> The exercise
The complete listing should be restated exactly.

(Point labeling dataset excerpts)
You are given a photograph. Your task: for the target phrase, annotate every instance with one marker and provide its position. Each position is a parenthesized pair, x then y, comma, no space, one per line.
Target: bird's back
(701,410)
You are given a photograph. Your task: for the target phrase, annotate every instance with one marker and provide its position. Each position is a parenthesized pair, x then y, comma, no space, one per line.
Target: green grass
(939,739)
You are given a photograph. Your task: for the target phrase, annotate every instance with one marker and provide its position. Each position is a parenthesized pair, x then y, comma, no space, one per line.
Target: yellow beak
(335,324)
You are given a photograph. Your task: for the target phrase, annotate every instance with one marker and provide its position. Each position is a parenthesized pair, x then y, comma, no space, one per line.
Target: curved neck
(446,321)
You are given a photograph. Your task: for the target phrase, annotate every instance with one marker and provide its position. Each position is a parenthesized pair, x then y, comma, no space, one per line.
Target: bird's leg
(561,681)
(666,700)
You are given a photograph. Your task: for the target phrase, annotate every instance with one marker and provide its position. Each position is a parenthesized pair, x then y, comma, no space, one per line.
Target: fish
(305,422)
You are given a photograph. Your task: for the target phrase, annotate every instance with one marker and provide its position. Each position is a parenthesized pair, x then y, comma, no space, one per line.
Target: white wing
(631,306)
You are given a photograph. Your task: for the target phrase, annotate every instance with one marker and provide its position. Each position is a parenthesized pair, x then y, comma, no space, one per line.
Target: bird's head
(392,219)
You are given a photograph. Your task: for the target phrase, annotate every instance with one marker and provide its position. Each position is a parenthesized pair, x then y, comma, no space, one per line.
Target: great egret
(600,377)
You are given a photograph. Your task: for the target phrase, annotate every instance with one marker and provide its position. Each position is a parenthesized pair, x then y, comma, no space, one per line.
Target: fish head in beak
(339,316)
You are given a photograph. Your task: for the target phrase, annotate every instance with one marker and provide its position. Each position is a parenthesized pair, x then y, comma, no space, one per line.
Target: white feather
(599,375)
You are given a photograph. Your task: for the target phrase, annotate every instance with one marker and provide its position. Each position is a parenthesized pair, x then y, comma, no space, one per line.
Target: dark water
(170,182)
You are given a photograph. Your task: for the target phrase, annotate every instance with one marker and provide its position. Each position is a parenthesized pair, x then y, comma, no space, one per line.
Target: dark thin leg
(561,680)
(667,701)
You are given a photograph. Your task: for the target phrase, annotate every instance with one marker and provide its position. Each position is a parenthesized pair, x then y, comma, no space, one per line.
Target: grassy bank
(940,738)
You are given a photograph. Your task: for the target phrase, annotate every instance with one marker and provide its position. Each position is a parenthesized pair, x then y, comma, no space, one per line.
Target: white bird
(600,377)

> Written reply
You are given a photograph. Your task: for the target phrase, annotate every instance with one marker and provide its position. Each position is a parenthesized pair, x then y, comma, no space, one per line.
Target: bird's back
(701,410)
You are given a photograph. Your task: for the target phrase, annotate every instance with one marker and provide its position. Each position is a parenthesized pair, x then y, comma, no space, one per line.
Target: green grass
(939,739)
You are given a photograph. Your task: for the target phrase, annotate every instance with one marker and provide its position. Each position is a parenthesized pair, x then y, comma, no space, one per line.
Target: yellow beak
(335,324)
You are given a photograph. Your task: for the target phrase, annotate every instance with one marker and provide its position. Each position is a parenthesized pair, x then y, comma, no space, one per line.
Target: curved neck
(446,321)
You are given a photograph. Your task: for the target phrase, annotate every instance with one marker and provide its position. Each position is a parenthesized pair, x then y, comma, no space, one per line.
Target: bird's leg
(561,681)
(666,700)
You are given a photograph. Your task: for the target phrase, annotate every instance with one marker and provide its position. Each position is a parenthesized pair, x then y, comma, no space, one per line.
Target: fish
(305,422)
You are given a photograph. Your task: for the target phrase, annotate every instance with one marker and provide its position. Each position is a parenthesized pair, x then y, comma, no space, one per line.
Target: white wing
(631,306)
You are given a photograph. Your task: for the target phrase, annotate every instance with one marker and provide its position. Each position is a parenthesized pair, x then y, comma, no space, one per line.
Target: bird's head
(392,219)
You are given a photograph. Your task: for the target phrase, annotate every instance with one marker and provide its position. Each position is a parenthesized pair, x then y, comma, no space, one per line.
Target: great egret
(600,377)
You are given a photograph. Your task: for the target phrase, annotate every instance with one marker and provide its position. Each position is a parenthesized pair, x then y, comma, no space, one per line.
Target: fish head in beak
(339,316)
You are given a photograph. Your task: for the target phrase, annotate every instance with one marker and provide its position. Each position is a parenthesized pair, x then y, comma, no space, one per line.
Target: white feather
(599,375)
You are given a photograph. Your task: for the target phrase, annotate every instance with one marker and provide its position. Each position is a parenthesized pair, x then y, comma, no space, one per line.
Target: dark water
(170,182)
You are given a photograph. Your task: for the target phrase, annotate every instance with one marker and provide its position. Each position is a parenthesized pair, x then y, comma, no space, one per line.
Target: dark thin leg
(561,680)
(667,701)
You are given a photograph. Your task: for the target phrase, annotate every instance with one marker and provide its position. Each position is a parenthesized pair, x then y, comma, no space, one per line.
Target: grassy bank
(940,738)
You are given a photograph. Your task: for the target phrase, annotate every instance with one marker and provide its position. Each position is a parenthesized pair, x then y, comma, no space, one per line.
Target: white bird
(600,377)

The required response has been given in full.